[Dataset entries]
----

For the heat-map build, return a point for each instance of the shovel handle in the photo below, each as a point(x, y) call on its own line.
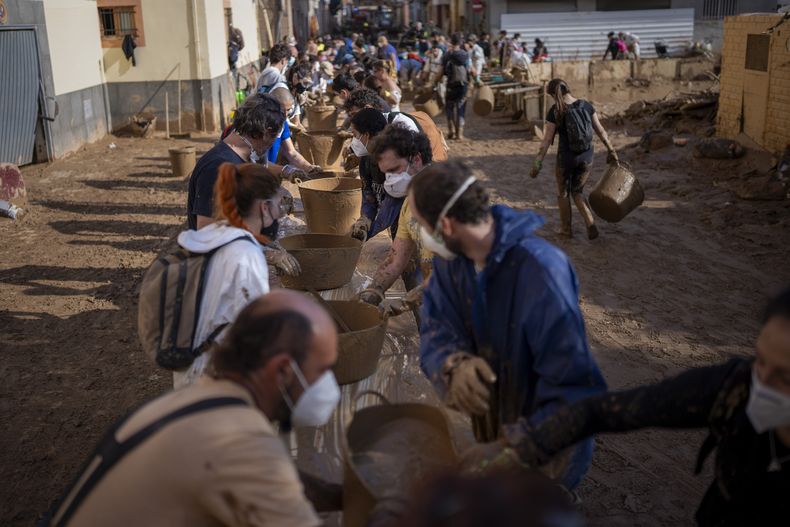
point(370, 392)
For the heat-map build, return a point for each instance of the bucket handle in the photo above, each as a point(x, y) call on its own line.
point(369, 392)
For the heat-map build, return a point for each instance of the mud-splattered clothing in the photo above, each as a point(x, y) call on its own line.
point(409, 229)
point(378, 206)
point(225, 466)
point(743, 491)
point(521, 314)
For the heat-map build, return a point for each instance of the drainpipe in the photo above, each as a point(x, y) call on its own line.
point(198, 64)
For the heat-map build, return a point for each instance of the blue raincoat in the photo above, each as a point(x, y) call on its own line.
point(521, 313)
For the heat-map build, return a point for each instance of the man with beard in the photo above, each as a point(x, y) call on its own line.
point(210, 454)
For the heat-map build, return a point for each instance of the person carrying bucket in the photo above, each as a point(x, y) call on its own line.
point(502, 335)
point(574, 120)
point(401, 154)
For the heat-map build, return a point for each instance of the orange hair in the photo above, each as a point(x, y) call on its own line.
point(237, 189)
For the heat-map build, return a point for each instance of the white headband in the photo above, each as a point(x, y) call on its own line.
point(450, 202)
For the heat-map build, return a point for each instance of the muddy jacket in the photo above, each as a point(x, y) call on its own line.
point(521, 314)
point(744, 491)
point(382, 209)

----

### WHAT IS REQUIRED
Transcribe the data verbatim. No picture belongs in the result.

### ANSWER FOR THIS EXERCISE
For the heat-map build, return a point for each instance of the shovel handle in the photo below, each as a point(x, y) call on its own line.
point(370, 392)
For the heat-map build, return a point for each instance of the bucket handle in the photo above, each as a point(x, y) call on its own line.
point(369, 392)
For the heat-map build, return a point for each instance of the mud-splattered clothing in the photo above, each as a point(x, y) call on its own line.
point(409, 229)
point(378, 206)
point(225, 466)
point(743, 491)
point(521, 314)
For the heat-map build, return a point for each instance of the drainpipe in the photo above, each as a point(x, y) call on its own line.
point(198, 64)
For the heat-map build, return a point for each instance of the blue raincoat in the photo above, each as a point(x, y) call on its own line.
point(521, 313)
For the heat-map build, return a point for each instance of the man with beard in the photo above, each as a point(x, y) call on its own line.
point(210, 454)
For the heat-map build, return a point for each instance of the person carrying bucket in the photo above, each as a point(x, y) call on its own line.
point(502, 335)
point(574, 120)
point(401, 154)
For the heat-map build, return a point for each instance of the orange hair in the photo above, each as a point(x, y) call on its own line.
point(237, 189)
For the heat-map build, return a point for each instance of the white headband in the photo above, each as a point(x, y) call on its own line.
point(450, 202)
For the heat-map build, return a point for each instance of the muddy jacket in the photo above, each as a point(x, y) call on its own line.
point(521, 314)
point(744, 491)
point(382, 209)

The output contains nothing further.